During the summer of 1957, I spent two weeks at a 4-H camp on Long Island. It was almost the two most miserable weeks of my life. I was more than homesick. I was so unhappy, I think I became catatonic. And what made it so terrible is that I was allowed to remain so upset and fall into a condition which is clearly visible in this photo. When my parents visited me after the first week, they were appalled at how I looked. I had lost a great deal of weight and for some reason my hair was cut so short. And I stunk. Somebody had neglected to show me where the showers were. I had not eaten and my parents brought me chocolate milk that was so good that when I close my eyes today I can still taste the gooey rich sweetness. And they fed me the first meal I was able to eat in almost five days.
The camp provided good meals. But, I had lost my apetite. The first dinner there was Swedish meatballs, and I can still recall biting into one of those meatballs and pulling out a long piece of hair from my mouth. Then when we had a night picnic, some counselor loaded up my paper plate with fried chicken and corn and the weight of it made me drop it and after they all laughed, nobody gave me a refill.

* _Stated exercise 1_
Decide whether each statement below agrees with the account of the 4-H camp, answering yes or no and quoting the deciding words of the account. (a) The stay at the 4-H camp lasted two weeks. (b) The narrator's parents visited after the second week. (c) After the plate of fried chicken and corn was dropped, a counselor gave the narrator a refill.
The account of the 4-H camp and the records are independent of each other.

* _Material for this exercise_
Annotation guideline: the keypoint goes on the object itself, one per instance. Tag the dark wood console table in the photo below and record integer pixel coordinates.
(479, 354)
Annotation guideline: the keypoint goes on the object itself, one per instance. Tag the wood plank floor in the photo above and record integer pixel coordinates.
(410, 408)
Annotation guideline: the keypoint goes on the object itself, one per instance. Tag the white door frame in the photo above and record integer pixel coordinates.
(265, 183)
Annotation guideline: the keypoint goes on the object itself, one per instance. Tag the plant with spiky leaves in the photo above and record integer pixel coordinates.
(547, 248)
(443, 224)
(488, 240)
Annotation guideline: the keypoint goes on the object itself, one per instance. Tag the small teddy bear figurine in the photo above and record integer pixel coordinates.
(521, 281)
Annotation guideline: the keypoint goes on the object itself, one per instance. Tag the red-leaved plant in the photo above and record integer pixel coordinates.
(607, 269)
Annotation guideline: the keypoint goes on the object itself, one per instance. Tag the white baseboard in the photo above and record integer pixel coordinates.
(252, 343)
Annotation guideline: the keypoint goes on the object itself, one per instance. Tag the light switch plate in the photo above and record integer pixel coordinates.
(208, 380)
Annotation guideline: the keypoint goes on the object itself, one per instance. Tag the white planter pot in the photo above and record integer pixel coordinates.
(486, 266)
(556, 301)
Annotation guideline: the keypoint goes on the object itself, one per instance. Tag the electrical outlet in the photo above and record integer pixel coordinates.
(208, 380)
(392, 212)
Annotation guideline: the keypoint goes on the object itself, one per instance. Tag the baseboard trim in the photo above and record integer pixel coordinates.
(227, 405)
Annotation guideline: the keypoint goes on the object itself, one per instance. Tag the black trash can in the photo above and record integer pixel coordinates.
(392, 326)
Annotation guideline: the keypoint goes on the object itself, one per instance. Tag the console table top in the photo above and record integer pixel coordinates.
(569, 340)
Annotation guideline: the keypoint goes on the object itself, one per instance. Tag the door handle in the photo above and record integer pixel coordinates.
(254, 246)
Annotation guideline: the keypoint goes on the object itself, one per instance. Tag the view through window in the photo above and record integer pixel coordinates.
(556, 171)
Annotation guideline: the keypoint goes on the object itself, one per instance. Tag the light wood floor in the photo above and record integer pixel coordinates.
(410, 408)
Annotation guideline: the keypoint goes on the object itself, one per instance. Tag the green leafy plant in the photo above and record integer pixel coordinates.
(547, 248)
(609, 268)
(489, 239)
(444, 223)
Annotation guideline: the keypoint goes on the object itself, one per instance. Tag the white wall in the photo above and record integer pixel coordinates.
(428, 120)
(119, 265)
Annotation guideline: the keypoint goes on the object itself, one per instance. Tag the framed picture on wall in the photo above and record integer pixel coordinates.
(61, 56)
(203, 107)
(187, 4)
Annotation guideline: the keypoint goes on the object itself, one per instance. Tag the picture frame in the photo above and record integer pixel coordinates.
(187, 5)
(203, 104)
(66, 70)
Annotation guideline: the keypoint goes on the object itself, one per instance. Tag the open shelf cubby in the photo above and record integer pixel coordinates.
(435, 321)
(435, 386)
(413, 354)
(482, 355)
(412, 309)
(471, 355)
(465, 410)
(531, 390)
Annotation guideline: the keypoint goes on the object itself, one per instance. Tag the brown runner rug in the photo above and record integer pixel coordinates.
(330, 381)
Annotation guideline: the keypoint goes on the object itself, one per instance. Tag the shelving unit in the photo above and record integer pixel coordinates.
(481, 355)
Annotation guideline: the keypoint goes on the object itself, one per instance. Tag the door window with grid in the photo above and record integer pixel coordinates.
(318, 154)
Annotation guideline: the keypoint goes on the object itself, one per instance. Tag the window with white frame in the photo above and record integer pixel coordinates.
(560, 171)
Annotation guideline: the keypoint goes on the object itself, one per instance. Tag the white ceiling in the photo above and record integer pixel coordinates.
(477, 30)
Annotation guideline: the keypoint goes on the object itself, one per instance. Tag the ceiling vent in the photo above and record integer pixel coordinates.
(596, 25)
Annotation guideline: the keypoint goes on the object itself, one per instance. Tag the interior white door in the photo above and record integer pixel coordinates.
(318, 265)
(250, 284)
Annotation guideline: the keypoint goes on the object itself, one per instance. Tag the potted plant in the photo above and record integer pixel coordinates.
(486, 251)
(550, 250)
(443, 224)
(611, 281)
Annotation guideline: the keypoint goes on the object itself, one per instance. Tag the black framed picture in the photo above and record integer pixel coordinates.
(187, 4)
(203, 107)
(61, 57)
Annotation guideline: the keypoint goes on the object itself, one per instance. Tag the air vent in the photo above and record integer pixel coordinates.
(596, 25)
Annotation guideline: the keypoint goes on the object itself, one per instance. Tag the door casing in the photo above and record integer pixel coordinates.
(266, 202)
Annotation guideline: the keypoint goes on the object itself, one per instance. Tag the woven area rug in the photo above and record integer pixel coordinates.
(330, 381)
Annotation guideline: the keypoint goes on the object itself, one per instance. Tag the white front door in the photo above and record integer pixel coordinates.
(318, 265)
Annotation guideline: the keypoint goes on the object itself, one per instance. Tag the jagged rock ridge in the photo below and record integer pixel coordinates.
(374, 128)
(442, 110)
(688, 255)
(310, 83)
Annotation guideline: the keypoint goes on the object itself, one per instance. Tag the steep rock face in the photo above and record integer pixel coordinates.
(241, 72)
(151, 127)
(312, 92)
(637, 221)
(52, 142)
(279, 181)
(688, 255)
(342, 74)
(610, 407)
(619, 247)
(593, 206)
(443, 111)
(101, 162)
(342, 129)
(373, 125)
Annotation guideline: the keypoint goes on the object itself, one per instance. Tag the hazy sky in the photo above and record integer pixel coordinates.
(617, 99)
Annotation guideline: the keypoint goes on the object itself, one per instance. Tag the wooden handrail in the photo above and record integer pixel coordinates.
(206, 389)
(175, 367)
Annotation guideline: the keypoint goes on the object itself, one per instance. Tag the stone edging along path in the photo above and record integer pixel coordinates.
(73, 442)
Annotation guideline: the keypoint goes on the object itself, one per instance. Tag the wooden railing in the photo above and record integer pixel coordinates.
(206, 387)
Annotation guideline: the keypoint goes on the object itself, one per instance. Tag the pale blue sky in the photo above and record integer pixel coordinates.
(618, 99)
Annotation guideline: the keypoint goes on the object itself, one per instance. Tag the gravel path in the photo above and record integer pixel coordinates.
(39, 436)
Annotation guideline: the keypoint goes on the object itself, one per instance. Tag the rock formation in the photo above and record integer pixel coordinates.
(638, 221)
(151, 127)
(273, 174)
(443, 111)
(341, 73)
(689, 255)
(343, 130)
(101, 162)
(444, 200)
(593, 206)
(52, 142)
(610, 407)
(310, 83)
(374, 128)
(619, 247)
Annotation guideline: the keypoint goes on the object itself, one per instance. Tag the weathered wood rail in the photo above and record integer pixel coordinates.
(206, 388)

* _Stated exercise 2_
Locate every line of the records that contains the word "plank", and copy each of those lines in full.

* _Response 1_
(a) Yes: "I spent two weeks at a 4-H camp on Long Island."
(b) No: "When my parents visited me after the first week"
(c) No: "nobody gave me a refill."

* _Response 2_
Annotation guideline: the keypoint goes on the object itself, one per instance. Tag the wood plank floor in the photo above and record integer pixel coordinates.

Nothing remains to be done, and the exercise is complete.